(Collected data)
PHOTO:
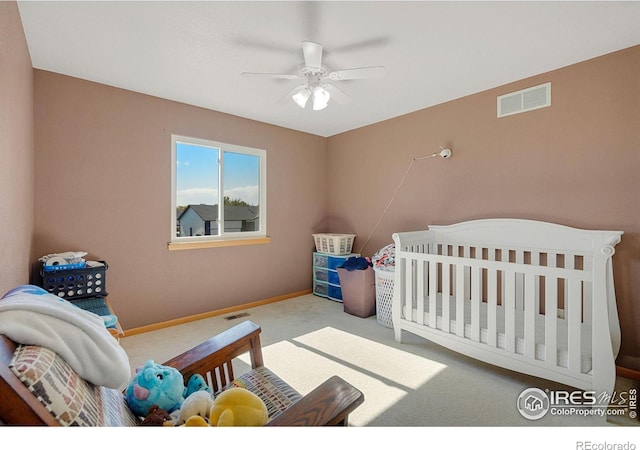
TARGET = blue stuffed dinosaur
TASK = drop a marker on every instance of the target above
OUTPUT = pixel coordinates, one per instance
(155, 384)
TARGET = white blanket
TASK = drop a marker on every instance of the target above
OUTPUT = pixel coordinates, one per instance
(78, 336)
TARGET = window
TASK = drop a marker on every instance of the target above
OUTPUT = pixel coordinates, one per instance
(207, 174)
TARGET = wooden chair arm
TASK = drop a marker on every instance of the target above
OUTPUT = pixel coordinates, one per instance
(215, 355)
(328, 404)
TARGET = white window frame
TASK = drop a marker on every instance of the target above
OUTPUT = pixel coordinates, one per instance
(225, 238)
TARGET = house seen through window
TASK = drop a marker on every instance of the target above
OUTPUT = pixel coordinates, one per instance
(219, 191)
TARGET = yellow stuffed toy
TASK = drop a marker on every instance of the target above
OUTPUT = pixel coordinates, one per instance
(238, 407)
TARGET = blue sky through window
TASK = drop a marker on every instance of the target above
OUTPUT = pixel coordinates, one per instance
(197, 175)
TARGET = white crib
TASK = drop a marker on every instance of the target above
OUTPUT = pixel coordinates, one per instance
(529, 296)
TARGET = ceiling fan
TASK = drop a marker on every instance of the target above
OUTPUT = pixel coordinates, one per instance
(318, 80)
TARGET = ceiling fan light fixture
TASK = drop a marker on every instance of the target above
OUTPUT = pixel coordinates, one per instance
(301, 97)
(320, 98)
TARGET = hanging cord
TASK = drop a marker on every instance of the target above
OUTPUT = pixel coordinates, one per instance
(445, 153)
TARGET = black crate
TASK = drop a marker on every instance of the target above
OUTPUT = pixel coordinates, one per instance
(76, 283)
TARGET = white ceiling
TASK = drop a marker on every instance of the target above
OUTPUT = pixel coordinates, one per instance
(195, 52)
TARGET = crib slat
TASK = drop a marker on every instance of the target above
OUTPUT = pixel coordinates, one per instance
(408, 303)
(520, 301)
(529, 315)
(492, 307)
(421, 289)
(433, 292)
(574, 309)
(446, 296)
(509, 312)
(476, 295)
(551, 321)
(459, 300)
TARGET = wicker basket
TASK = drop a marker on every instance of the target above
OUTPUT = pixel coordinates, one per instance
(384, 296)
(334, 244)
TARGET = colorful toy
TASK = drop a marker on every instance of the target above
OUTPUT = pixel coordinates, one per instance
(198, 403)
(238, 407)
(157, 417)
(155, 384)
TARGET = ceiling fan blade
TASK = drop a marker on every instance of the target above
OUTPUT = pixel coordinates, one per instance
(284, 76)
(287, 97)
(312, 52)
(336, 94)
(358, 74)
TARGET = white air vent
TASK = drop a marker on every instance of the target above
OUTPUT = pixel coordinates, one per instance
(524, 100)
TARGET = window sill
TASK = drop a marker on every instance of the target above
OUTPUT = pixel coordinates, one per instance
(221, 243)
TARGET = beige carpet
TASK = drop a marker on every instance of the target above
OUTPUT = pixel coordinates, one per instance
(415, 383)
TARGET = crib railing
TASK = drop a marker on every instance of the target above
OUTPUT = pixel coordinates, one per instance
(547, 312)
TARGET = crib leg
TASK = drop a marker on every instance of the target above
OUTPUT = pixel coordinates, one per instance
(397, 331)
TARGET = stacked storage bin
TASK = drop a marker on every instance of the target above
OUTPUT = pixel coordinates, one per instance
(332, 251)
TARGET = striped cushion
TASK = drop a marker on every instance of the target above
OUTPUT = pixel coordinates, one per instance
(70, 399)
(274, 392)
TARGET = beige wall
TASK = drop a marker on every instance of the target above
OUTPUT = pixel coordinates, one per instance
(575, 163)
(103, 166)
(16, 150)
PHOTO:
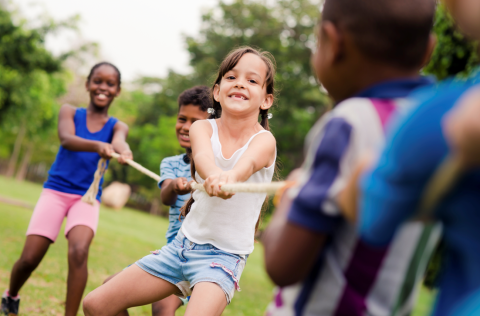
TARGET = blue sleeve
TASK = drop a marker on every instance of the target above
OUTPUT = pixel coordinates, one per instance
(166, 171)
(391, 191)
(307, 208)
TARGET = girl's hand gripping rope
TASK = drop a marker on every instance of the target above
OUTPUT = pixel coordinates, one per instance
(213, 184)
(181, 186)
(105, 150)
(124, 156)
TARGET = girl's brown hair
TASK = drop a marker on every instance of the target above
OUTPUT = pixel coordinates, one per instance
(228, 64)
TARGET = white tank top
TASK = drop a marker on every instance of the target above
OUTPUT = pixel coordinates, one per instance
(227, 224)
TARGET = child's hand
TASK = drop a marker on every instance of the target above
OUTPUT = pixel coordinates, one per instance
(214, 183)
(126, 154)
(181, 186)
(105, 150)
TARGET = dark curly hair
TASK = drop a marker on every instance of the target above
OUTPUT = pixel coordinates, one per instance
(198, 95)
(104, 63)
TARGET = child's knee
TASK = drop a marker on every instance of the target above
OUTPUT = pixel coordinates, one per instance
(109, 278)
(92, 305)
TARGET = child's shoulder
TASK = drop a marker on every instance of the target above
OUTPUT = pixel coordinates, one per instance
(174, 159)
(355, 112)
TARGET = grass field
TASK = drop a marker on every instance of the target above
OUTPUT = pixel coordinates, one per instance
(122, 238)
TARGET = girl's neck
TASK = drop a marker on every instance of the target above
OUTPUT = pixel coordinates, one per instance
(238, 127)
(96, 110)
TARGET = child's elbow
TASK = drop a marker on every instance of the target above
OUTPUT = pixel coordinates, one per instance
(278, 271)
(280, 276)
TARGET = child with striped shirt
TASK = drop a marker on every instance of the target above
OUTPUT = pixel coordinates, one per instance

Task requirements: Give back word for word the lines from the one containing "TARGET = beige wall" through the final line of the data above. Pictures are to be left out.

Full output:
TARGET = beige wall
TASK = drop a marker on every instance of the target above
OUTPUT = pixel coordinates, one per instance
(575, 163)
(103, 166)
(16, 150)
PHOTO:
TARGET = blue sleeve
TASK = drop a marker on every instance of the target above
OUTPUT = pixel coordinates, one per instance
(166, 171)
(391, 191)
(307, 208)
TARGET = girl's hand gripping rope
TASK = drop a marker on every instance of the target above
OUTPUT = pixel coordinates, one per instance
(213, 184)
(181, 186)
(105, 150)
(124, 156)
TARGET = girl's brown hair
TASK = drop a marker on every instance of the target above
OUTPUT = pixel coordinates, one per instance
(228, 64)
TARGET = white tank top
TASK = drop a marker on every instance of the target above
OUTPUT = pixel coordinates, one per instance
(227, 224)
TARGET = child's hand
TASK = drop a marker on every instance of the target above
OUTPUT = pixel coordinates, one per instance
(214, 183)
(126, 154)
(181, 186)
(105, 150)
TARGET = dark curly hair
TASK = drop a marker on every instance of the target above
OUTPUT = pixel coordinates, one per instance
(198, 95)
(104, 63)
TARGET = child's knee
TASK = drop a marker on every instance of the target above
OUTPUT = pixel coordinates, one per instance
(109, 278)
(92, 305)
TARGET = child's shoulder
TASK = drop a marker on every instance of the target above
OUTPUT = pixel coordinates, one per instance
(174, 159)
(355, 112)
TARGET = grass field
TASK = drop a marker on every instance of the target above
OUTPUT = pixel coordinates, one per instance
(122, 238)
TARGET = girl's neck
TASK = drop a marker on every instance of the target above
OUTPUT = pixel coordinates, one per instance
(238, 127)
(96, 110)
TARGET = child's elbow
TASK = drop a marker on every instance of the target above
OUTPUT = pixel coordinates, one per instance
(278, 271)
(280, 276)
TARGET = child with striped shirt
TASK = drop a marker on every instance of the target above
OUTPUT = pixel coordinates, one per instance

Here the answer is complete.